Object position labeling entries:
** begin **
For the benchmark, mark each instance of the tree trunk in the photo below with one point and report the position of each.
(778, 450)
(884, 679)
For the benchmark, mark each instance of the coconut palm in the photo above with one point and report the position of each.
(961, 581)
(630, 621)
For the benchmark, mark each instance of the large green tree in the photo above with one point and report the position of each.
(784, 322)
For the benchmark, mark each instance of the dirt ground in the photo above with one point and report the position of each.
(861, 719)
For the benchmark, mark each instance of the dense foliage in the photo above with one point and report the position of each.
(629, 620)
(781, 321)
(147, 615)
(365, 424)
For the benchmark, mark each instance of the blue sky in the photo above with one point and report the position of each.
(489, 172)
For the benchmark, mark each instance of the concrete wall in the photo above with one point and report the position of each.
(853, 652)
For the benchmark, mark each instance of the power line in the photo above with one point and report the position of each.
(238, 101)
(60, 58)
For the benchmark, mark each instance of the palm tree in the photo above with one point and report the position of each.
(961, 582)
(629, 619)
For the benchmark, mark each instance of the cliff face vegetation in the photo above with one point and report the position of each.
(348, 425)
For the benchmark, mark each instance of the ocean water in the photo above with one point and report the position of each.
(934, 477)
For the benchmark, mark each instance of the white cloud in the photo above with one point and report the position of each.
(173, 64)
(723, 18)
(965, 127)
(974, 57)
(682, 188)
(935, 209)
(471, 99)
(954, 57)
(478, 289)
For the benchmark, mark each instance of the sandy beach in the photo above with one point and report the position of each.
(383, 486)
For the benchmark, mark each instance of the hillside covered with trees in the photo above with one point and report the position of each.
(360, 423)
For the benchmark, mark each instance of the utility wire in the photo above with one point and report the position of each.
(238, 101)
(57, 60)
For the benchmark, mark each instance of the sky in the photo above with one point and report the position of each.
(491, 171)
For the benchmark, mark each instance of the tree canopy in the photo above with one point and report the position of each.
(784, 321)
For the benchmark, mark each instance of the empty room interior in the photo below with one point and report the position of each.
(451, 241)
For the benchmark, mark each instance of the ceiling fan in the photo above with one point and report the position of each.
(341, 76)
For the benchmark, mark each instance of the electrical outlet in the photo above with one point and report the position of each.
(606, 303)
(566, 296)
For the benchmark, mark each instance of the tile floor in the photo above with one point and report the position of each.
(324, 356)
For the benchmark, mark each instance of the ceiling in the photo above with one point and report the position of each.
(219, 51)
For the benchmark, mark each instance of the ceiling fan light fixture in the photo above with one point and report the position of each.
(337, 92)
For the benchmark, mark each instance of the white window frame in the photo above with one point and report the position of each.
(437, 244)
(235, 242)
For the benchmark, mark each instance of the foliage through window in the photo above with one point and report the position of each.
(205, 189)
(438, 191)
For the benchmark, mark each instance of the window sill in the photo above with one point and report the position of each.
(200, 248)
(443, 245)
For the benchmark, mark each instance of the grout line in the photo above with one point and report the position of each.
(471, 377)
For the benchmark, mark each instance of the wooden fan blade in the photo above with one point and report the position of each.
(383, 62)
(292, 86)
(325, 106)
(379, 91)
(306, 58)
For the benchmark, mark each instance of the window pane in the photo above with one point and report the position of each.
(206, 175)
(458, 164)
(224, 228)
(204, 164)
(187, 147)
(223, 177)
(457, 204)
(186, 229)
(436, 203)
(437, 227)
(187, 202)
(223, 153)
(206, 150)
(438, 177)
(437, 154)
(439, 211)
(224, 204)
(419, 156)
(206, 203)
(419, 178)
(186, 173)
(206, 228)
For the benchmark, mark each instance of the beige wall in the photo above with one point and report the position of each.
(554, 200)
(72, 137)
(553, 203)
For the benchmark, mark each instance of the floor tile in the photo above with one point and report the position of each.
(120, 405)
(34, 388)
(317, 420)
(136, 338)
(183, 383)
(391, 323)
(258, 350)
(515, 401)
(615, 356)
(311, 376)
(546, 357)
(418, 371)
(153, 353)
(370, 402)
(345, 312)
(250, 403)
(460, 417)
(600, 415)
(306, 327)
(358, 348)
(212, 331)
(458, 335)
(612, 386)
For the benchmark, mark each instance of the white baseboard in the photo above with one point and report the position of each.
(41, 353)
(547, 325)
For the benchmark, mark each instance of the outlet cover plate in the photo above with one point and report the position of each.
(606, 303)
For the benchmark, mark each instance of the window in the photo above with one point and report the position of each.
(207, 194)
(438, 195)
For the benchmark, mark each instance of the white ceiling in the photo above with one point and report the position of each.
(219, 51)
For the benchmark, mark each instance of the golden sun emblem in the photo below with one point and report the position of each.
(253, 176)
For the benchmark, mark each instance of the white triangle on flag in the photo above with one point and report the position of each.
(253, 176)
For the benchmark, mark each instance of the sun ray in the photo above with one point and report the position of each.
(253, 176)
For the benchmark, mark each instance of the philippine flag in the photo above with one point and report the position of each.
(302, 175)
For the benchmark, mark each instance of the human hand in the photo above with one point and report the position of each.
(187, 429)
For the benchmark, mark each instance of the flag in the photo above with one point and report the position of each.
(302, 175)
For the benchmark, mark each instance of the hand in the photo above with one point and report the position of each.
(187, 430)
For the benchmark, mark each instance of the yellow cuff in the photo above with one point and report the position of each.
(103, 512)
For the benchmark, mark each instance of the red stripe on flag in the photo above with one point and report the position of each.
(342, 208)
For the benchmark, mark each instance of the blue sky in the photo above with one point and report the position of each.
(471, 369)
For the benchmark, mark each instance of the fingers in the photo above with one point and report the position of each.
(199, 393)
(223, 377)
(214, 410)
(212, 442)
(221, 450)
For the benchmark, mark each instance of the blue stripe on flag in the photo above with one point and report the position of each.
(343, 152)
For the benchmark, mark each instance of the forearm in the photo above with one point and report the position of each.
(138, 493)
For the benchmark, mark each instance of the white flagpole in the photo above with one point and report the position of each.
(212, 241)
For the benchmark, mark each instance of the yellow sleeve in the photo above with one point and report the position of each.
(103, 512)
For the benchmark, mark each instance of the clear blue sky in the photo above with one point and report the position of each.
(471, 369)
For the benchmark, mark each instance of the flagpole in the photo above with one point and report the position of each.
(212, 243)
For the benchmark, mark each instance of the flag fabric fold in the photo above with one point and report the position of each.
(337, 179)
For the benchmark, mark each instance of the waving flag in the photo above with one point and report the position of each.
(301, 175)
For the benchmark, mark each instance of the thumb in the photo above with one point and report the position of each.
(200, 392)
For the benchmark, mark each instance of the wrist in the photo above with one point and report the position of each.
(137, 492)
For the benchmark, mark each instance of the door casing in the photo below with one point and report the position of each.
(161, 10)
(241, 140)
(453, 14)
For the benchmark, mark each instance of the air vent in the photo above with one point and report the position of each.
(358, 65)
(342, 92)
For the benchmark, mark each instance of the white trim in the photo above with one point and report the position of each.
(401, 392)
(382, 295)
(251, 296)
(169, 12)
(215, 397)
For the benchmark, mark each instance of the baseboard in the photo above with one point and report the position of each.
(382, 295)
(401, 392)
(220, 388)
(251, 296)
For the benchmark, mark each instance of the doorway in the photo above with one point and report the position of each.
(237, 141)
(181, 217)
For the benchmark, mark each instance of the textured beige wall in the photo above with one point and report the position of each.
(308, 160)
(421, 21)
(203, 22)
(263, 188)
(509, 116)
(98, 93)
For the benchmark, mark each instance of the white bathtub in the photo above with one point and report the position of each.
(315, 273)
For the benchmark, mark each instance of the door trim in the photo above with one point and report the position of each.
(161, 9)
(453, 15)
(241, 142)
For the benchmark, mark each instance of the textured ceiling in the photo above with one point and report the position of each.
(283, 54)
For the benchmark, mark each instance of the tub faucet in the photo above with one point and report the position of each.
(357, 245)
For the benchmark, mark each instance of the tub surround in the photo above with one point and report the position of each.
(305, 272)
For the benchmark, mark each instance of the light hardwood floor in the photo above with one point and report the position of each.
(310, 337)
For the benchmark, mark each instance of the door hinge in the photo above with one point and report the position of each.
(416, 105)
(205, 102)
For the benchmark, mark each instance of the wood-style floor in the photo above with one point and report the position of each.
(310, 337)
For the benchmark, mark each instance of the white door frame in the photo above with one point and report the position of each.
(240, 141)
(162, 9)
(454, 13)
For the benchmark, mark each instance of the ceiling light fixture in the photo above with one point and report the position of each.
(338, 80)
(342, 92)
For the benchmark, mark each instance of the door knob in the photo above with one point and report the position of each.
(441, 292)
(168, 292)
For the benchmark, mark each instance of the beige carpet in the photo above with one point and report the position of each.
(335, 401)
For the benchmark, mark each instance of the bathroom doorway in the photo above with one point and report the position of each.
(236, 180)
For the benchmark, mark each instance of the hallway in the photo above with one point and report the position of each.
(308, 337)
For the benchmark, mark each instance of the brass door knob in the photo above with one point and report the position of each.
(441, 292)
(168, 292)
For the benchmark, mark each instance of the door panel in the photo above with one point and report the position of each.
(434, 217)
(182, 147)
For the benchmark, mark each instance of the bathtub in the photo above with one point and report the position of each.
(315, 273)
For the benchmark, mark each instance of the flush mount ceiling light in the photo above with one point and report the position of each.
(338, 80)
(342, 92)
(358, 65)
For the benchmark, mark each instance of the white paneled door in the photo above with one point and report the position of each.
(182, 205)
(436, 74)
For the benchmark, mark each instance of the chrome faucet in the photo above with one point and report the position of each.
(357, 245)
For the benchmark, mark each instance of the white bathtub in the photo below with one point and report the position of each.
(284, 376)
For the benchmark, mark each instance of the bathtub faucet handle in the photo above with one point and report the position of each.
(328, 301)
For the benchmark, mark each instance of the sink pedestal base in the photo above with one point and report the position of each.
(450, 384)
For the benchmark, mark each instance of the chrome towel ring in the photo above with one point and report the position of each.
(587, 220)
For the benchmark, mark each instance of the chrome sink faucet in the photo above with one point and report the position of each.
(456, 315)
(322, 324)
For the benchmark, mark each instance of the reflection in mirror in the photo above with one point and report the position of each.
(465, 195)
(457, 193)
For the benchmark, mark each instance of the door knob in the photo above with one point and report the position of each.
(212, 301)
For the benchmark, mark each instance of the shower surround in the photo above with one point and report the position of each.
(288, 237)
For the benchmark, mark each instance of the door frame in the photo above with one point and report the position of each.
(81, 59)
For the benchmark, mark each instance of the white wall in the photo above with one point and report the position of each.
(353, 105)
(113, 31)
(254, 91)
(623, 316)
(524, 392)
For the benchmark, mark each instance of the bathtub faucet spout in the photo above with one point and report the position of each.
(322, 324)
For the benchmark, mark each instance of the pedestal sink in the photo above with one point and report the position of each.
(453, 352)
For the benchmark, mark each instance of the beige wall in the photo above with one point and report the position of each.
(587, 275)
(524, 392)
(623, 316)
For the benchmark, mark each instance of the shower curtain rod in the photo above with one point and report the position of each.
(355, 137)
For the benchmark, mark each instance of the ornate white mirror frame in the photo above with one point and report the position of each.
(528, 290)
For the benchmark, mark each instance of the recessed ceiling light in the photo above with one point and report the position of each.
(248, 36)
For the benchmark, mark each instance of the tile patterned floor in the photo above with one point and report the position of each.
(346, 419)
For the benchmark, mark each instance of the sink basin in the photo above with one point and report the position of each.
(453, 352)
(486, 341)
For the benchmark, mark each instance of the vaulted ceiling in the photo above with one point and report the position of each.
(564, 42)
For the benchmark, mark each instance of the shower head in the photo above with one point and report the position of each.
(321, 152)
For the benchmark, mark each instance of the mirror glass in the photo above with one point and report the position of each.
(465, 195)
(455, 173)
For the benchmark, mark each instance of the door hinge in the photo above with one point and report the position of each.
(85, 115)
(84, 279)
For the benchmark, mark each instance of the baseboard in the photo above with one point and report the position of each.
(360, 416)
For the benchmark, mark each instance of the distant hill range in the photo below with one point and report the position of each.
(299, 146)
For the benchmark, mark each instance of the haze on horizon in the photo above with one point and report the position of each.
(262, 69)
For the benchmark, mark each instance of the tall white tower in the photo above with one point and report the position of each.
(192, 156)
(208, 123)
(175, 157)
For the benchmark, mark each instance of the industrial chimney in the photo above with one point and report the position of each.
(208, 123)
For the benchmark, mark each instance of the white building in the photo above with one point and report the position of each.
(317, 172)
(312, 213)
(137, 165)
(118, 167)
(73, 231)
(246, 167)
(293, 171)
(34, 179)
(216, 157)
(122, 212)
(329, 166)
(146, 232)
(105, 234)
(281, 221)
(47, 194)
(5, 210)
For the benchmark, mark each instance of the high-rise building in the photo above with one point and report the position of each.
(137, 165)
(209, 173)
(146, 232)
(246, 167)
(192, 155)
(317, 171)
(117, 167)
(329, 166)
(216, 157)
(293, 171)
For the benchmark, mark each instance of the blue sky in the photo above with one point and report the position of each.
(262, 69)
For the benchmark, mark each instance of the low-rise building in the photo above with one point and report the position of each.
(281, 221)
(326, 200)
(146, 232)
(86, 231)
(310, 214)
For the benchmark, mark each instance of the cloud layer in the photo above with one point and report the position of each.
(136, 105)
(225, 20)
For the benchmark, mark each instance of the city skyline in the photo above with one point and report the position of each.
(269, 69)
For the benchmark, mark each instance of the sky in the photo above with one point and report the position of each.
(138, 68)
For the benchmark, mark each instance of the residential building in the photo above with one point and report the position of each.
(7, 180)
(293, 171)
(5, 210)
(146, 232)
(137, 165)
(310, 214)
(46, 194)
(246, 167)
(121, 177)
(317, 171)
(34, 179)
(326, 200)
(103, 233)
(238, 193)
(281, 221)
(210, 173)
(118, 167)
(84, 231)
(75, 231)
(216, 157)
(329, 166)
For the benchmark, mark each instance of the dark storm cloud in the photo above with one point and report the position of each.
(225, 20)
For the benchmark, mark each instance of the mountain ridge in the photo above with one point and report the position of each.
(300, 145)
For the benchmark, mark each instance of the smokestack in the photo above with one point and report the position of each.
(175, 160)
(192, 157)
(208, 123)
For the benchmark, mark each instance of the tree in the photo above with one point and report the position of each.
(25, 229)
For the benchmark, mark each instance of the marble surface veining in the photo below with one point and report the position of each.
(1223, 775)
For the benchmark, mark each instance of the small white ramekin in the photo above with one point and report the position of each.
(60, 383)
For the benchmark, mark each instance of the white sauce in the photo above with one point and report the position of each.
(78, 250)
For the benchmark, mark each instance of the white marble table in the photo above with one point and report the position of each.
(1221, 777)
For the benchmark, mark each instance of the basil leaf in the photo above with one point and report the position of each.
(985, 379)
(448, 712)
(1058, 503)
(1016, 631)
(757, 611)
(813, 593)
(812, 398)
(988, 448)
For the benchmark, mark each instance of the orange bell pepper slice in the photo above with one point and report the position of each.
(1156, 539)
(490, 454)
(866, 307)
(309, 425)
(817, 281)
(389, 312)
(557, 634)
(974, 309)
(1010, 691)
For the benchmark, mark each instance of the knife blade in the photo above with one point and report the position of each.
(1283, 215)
** end **
SET PROBLEM: Reproduce the lines word for word, starting at the one holding "For the benchmark, mark each instance of the smokestack" and ending at the final line of the material above.

EXERCISE RESPONSE:
For the benchmark, mark each instance of the smokestack in the photo above with one point and report the position of each.
(175, 160)
(192, 157)
(208, 123)
For the benchmark, mark each instance of the tree in the photo above with one point and report the position of each.
(25, 229)
For the benchmark, mark each instance of the marble surface veining in the photo below with one point and report the position of each.
(1223, 775)
For the benchmark, mark each instance of the small white ramekin in the photo above with one point and report the position of each.
(60, 383)
For the benchmark, mark each instance of the white sauce in the photo above with one point and report the position of each.
(78, 250)
For the benchmark, mark each instance of the white marble table in the photo above with one point and report the position of each.
(1221, 777)
For the benchmark, mark each instance of the basil leaf in the photo above with one point and report the position of each.
(985, 379)
(448, 712)
(1058, 503)
(1016, 631)
(757, 611)
(813, 593)
(812, 398)
(988, 448)
For the benchmark, mark each instance of the orange bell pepper slice in the photo above with one point and report the position of each.
(1156, 539)
(490, 454)
(866, 307)
(309, 425)
(817, 281)
(389, 312)
(557, 634)
(974, 309)
(1010, 691)
For the benchmark, mark each instance of the knife blade in the photo above with one point and report the position of each.
(1283, 215)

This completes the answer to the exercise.